## REQUIRED ACTION
From the records below, extract only the lines running from the line with "Query: blurred background bush" to the line with "Q: Point to every instance of the blurred green", both lines included, reproducing them exactly.

** LISTED RECORDS follows **

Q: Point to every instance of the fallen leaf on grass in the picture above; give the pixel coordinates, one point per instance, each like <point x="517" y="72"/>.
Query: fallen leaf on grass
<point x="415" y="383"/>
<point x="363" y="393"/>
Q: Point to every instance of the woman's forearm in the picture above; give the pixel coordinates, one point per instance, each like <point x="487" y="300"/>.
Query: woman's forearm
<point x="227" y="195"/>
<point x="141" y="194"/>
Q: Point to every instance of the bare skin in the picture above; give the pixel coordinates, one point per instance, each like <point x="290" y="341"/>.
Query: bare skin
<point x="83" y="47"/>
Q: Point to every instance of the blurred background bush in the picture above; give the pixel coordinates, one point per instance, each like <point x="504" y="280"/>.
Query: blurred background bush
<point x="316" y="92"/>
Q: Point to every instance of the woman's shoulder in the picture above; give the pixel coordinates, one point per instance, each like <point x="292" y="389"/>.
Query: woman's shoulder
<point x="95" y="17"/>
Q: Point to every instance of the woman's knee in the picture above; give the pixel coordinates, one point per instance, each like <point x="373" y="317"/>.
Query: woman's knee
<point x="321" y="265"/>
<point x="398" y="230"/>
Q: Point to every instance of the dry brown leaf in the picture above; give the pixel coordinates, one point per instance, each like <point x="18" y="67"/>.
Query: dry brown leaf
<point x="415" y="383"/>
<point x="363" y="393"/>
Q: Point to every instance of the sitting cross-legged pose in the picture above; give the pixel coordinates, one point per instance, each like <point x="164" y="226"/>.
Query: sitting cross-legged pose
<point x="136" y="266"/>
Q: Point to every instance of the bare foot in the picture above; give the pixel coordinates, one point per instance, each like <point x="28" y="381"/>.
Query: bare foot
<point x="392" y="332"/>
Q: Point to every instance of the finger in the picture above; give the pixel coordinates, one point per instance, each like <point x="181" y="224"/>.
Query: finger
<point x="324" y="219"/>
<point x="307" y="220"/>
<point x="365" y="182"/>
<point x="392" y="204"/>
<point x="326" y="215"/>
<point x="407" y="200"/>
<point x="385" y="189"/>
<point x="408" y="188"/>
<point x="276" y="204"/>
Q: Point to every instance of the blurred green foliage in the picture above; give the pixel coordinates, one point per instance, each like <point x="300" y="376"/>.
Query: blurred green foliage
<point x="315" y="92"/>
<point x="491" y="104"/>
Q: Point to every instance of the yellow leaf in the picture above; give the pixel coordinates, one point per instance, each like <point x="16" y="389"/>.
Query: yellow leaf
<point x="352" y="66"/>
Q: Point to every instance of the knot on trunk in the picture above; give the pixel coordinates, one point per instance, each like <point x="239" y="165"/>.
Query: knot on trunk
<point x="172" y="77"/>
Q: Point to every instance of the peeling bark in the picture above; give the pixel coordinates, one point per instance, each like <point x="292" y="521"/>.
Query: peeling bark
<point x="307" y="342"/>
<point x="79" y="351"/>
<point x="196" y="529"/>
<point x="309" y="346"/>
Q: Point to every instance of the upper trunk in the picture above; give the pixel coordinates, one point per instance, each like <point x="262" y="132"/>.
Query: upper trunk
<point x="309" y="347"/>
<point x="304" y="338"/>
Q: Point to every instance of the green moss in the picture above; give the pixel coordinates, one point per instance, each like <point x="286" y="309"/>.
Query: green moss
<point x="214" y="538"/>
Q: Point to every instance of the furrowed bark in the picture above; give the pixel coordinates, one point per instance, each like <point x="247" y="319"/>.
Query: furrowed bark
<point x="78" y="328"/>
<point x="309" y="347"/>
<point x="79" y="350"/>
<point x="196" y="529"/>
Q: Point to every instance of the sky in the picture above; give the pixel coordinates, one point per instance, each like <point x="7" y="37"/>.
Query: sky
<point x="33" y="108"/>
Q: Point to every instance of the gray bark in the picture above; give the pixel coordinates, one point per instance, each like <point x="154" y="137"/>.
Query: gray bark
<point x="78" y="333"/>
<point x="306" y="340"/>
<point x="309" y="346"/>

** End of LISTED RECORDS **

## THE COMPLETED TASK
Query: blurred background bush
<point x="316" y="92"/>
Q: Point to every instance of the woman's shoulder in the picture above; give the pixel coordinates, one point per instance, each like <point x="292" y="389"/>.
Query: woman's shoulder
<point x="95" y="17"/>
Q: Point to every instance of the woman's knee in the picture above; give the pixel coordinates, one point per instance, each like <point x="373" y="317"/>.
Query: woman's knee
<point x="321" y="265"/>
<point x="398" y="230"/>
Q: Point to every instance of the dry brown leaf in the picture above; give the pixel coordinates, one point per instance, each like <point x="18" y="67"/>.
Query: dry brown leaf
<point x="415" y="383"/>
<point x="363" y="393"/>
Q: Point to every instance of the sitting cross-legged pose in the picture above; give the pixel coordinates, one point per instance, each like <point x="164" y="226"/>.
Query: sitting cross-legged pose
<point x="136" y="266"/>
Q: Point to every instance of the bare foot in the picture above; give the pixel coordinates, one point per instance, each like <point x="28" y="381"/>.
Query: bare foot
<point x="392" y="332"/>
Q: Point to every instance of the finger in the picture above; give the pixel coordinates, one point per instance, each like <point x="181" y="224"/>.
Query: finger
<point x="324" y="219"/>
<point x="307" y="220"/>
<point x="365" y="182"/>
<point x="392" y="204"/>
<point x="326" y="215"/>
<point x="407" y="200"/>
<point x="385" y="189"/>
<point x="408" y="188"/>
<point x="276" y="204"/>
Q: Point to every instance of the blurred green foliage in the picture above; give the pixel coordinates, one point per instance, each like <point x="300" y="376"/>.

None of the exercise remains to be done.